▶ _Given request_
Copy the records below, starting at the line that has "For this dataset, tag each instance of the parakeet" and going through the end of the records. Keep every line, but multiply each pixel coordinate in the answers by 0.6 and round it to a whole number, rounding halves up.

▶ _Exercise material_
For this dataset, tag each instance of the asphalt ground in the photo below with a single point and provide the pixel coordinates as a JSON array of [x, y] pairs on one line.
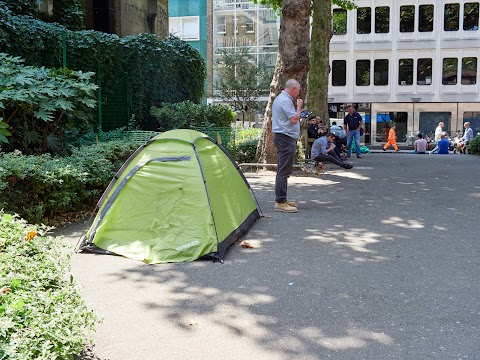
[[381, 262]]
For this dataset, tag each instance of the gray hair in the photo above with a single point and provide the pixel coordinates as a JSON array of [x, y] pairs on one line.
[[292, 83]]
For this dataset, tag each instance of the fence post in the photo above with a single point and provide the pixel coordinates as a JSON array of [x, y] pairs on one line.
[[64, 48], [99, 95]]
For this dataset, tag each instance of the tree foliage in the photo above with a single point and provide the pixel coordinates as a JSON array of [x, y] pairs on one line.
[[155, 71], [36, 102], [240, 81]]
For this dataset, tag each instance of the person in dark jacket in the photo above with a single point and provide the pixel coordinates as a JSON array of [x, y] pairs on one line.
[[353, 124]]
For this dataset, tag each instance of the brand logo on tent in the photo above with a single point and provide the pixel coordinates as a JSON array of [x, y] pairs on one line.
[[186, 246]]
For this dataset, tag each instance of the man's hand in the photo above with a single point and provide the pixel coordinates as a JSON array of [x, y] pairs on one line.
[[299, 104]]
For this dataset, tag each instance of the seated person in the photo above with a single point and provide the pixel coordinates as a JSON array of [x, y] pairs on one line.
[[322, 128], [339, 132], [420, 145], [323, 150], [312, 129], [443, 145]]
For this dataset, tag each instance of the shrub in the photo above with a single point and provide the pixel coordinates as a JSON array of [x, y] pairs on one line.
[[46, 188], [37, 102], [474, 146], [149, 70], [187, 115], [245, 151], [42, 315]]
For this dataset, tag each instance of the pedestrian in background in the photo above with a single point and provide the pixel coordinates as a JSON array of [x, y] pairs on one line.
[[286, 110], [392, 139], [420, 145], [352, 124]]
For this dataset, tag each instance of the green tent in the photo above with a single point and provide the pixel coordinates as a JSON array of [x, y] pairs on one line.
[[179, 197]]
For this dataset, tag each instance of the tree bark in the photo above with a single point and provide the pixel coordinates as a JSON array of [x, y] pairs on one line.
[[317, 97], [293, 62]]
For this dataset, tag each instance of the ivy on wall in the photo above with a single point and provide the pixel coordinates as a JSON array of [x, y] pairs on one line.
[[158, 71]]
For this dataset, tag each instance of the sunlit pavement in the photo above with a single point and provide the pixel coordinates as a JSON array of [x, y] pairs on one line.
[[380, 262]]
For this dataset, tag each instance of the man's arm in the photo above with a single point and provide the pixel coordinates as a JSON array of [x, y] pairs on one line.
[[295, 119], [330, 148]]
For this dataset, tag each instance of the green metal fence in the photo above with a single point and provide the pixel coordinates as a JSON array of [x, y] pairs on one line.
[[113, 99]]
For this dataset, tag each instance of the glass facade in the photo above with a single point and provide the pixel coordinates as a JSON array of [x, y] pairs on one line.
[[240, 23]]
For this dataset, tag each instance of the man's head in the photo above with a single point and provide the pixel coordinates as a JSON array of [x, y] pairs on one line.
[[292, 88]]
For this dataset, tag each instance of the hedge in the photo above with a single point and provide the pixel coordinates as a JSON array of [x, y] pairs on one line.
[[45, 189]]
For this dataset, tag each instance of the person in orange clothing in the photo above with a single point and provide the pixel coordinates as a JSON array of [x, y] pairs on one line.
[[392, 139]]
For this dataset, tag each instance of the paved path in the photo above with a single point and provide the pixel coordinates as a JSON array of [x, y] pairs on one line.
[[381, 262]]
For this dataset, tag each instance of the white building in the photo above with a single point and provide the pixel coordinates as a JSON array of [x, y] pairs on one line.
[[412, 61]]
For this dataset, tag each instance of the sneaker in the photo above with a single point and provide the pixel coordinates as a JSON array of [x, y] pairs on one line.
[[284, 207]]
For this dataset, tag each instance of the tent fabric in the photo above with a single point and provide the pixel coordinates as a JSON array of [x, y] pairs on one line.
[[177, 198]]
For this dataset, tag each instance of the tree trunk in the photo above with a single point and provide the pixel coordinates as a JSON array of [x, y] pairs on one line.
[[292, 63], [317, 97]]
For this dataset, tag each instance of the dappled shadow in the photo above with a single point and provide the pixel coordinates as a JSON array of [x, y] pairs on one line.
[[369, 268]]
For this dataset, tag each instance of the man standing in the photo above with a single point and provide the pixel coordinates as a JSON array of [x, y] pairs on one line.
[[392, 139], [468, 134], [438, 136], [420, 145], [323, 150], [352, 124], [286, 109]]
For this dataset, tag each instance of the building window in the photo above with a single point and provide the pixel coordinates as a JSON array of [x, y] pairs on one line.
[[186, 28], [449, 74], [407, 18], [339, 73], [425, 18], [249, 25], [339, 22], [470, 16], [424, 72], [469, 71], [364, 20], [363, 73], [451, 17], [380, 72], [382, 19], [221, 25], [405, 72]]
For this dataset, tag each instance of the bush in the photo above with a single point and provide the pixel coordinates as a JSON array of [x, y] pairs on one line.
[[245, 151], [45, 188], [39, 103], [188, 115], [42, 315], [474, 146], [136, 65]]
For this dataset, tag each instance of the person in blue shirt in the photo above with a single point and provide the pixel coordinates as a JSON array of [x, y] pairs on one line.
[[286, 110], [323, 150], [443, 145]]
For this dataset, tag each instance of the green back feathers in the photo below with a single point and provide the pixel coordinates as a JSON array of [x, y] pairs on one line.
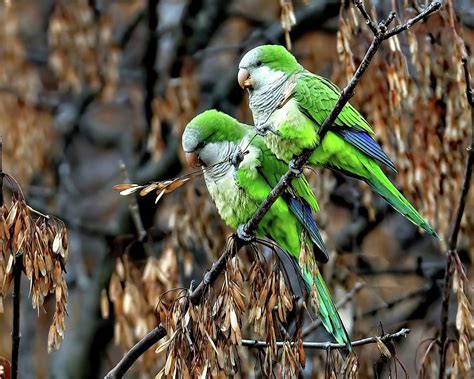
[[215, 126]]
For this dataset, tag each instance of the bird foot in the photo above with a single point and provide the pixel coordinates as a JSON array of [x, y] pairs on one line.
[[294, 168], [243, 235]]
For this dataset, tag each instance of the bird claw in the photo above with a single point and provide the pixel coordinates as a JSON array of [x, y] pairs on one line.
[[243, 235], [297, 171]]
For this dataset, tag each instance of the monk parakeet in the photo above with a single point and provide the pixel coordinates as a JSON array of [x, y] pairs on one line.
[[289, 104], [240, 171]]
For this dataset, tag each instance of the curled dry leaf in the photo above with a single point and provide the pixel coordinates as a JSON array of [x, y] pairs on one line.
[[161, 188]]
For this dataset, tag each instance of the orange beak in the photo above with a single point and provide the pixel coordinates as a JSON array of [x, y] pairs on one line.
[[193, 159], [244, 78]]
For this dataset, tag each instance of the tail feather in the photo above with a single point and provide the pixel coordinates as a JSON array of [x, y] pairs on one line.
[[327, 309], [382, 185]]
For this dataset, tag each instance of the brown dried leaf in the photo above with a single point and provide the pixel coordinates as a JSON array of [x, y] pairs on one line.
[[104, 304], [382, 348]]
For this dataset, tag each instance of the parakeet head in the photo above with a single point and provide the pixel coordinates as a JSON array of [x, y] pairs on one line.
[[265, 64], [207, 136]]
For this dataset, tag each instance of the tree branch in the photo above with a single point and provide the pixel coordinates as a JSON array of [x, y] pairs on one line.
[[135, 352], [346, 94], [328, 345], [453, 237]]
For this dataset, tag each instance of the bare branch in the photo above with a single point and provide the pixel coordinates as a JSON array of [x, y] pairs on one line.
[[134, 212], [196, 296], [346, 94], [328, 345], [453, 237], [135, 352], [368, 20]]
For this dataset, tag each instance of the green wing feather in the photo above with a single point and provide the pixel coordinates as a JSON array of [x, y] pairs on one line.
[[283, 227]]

▶ _The response_
For this dataset, tag each instance of the parakeet head in the photo above with a single point and provide the pixel coordinates as a JSON array of [x, y] pairs on one line.
[[159, 38], [124, 82]]
For this dataset, tag each instance of the tree branch in the photo above with a single point and provide the pixel coordinates as a JSON array of [x, y] pairs on one line.
[[81, 211], [208, 56], [197, 207], [272, 142]]
For this dataset, tag each instance of the bare branch in the photo above with a single point and provide the pixel coordinates as a JSON array of [x, y] pairs on one line.
[[80, 127], [118, 178], [208, 56], [197, 207], [272, 142], [81, 211], [221, 12]]
For this dataset, tag each instance of the green wing feather in the photo above with a single point and provide the pixel coordinates as a JSON array of [x, y] pairs on one line.
[[170, 136]]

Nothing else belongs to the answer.